**Extracto de la página**
"""
Un vendedor ambulante de plumeros, en Sudáfrica
La gravedad de la milicia también ha conocido sus fatuidades. Aunque no se han conservado, los cascos decorados con plumas eran comunes entre griegos y romanos. En un mural pompeyano del siglo I d.C., vemos a Marte con el casco rematado por una pluma. En la base de la columna de honor de Antonino Pío hay un casco decorado con un largo penacho, al modo de una crin de caballo.
Izquierda, medallón de plata de Constantino, 315, con su Toupha. Derecha, dibujo de una estatua ecuestre, perdida, de Justiniano en el Augustaion de Constantinopla, por Nimphyrios, Biblioteca de la Universidad de Budapest
Sabemos que en la Edad Media, en Francia, siendo las plumas un ornamento habitual en el sombrero de nobles y prelados, la manufactura de tocados y complementos de plumas fue suficientemente importante como para sostener un gremio, el de los “chapeliers de paon” (“los sombrereros de pavo real”), reconocidos en París en 1268 y que, en el siglo XV, tomaron el nombre de “plumassiers” (plumajeros), que agrupaban, según sus estatutos, a los maestros “plumajeros, penacheros, floristas y adornadores” de sombreros, con un periodo de aprendizaje de seis años. A fines del XVIII, el número de maestros plumistas en París era de veinticinco (la mayoría de sus trabajadores eran mujeres); su patrón era San Jorge y su capilla estaba en la iglesia de Saint-Denis-de-la-Chartre (demolida en 1810).
Izquierda, taller plumajero en el siglo XVIII, Enciclopedia de Diderot y d'Alembert. Derecha, Robar Bénard, París 1771: Productos del decorador de plumas: alas para ángel de la pasión, manguitos, gorra de garza, aigrette, tocado à l'Indienne, casco para teatro, penachos para caballos, etc
El tocado más elegante en la época de la caballería cortesana, a finales de la Edad Media, era el sombrero de pavo real, elaborado con fieltro densamente cubierto con ocelos del ave (y, por lo demás, también ricamente decorado) y lo usaban por igual hombres y mujeres. En la Adoración de los Magos pintada por Gentile da Fabriano en 1423, uno de los seguidores lleva un turbante de pavo real. Hacia mediados del siglo XV, estos turbantes se valoraban como coronas nupciales en Italia: cuando una hija de Alessandra Macinghi Strozzi se casó en 1447 llevaba una corona para la que se usaron quinientos ocelos de pavo real y otras trescientas plumas variadas.
"""
(Filas del conjunto de datos de señalamiento de objetos)
"""
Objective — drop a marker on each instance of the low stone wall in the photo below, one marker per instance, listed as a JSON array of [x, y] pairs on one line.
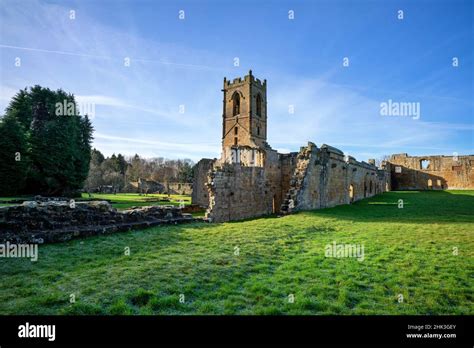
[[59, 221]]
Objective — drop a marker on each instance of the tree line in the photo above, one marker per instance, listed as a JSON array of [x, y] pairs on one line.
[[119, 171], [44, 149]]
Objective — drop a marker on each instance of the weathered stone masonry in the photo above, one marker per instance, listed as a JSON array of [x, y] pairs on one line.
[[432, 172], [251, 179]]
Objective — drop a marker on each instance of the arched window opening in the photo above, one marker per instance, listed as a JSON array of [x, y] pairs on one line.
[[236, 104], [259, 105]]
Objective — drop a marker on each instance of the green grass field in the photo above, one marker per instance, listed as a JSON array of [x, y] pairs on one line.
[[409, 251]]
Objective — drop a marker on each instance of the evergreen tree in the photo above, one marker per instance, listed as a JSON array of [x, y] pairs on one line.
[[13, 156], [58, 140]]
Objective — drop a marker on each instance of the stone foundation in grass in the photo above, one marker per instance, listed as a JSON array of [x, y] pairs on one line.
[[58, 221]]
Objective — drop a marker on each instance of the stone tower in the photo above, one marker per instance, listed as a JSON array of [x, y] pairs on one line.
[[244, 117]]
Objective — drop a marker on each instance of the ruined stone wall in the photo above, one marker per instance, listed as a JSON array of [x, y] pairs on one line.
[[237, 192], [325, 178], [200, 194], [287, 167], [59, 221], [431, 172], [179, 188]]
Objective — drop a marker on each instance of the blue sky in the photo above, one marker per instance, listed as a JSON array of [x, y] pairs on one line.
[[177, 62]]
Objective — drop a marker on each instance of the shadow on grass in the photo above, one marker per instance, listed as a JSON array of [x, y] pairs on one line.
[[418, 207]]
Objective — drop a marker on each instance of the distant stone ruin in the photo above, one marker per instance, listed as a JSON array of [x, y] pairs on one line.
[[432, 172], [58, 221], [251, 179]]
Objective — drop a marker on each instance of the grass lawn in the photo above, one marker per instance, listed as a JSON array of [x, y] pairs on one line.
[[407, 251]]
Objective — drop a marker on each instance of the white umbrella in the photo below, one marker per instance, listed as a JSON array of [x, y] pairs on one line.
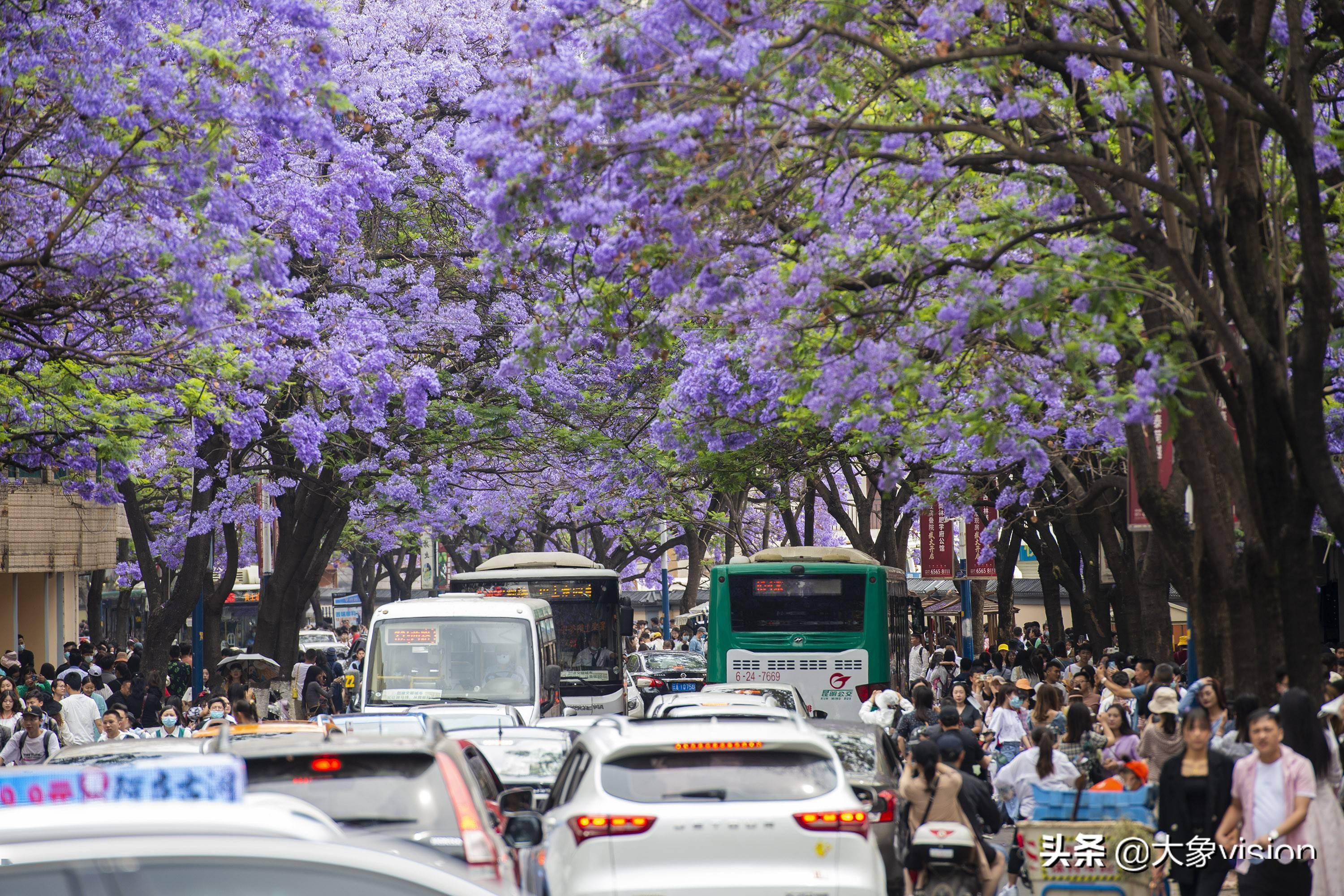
"""
**Consigna A**
Indique si cada afirmación concuerda con el texto sobre las plumas en los tocados, con un sí o un no y la cita literal de las palabras que lo deciden: (i) el gremio de los sombrereros de pavo real obtuvo reconocimiento en París en 1268; (ii) el aprendizaje de los plumajeros duraba cuatro años; (iii) el sombrero de pavo real era un tocado exclusivamente femenino.
**Consigna B**
Prosiga el texto sobre las plumas en los tocados a partir de su última oración.
Las entradas proceden de una fuente distinta a la del texto.

**Respuesta esperada A**
(i) Sí: "reconocidos en París en 1268".
(ii) No: "con un periodo de aprendizaje de seis años".
(iii) No: "lo usaban por igual hombres y mujeres".

**Respuesta esperada B**
Hay muchas connotaciones heráldicas detrás de las plumas de avestruz: sabemos que son el símbolo de Gales y que las usó Eduardo, “El Príncipe Negro” (1330-1376), heredero de Eduardo III de Inglaterra, en su “escudo de paz” (sólo para usar en las justas, no en la guerra), que tenía tres plumas de avestruz de plata sobre fondo negro y con el lema “Ich dien” (en alemán, “yo sirvo”), que aparece también en su tumba. Parece que el tema procede de su madre, Filipa de Hainault, cuyo hermano, el Conde de Ostrevent, pudo dar lugar a un juego de palabras con la palabra “Ostruce” (avestruz, en francés antiguo). Hay también explicaciones más legendarias: Eduardo III, tras la batalla de Crécy, le habría quitado el casco con el penacho de plumas al rey Juan de Bohemia, muerto en el combate, y se habría apropiado también de su lema, “Ich dien”; o bien sería un homenaje del rey al papel esencial que los arqueros galeses tuvieron en la batalla.
El escudo del Príncipe Negro y su tumba en la catedral de Canterbury, con su escudo triplemente repetido
A partir del Príncipe Negro, el símbolo fue usado por diversos reyes y nobles ingleses, aunque el primer Príncipe de Gales que usó la insignia en su forma moderna (es decir, tres plumas blancas rodeadas por una corona y con el lema citado) fue el Príncipe Arturo (1486-1502), hijo mayor y heredero de Enrique VII. Pero sólo desde el siglo XVII la insignia se asoció exclusivamente con el Príncipe de Gales. La encontramos en múltiples instituciones galesas, regimientos, clubes deportivos....
La insignia de Gales, como escudo de la selección galesa de rugby y como símbolo del Regimiento Real de Canadá
Dado que el uso de la pluma, por sí sola, sólo permitía un pequeño número de variaciones en la heráldica, se expandió en la invención de ornamentos para las cimeras de los cascos.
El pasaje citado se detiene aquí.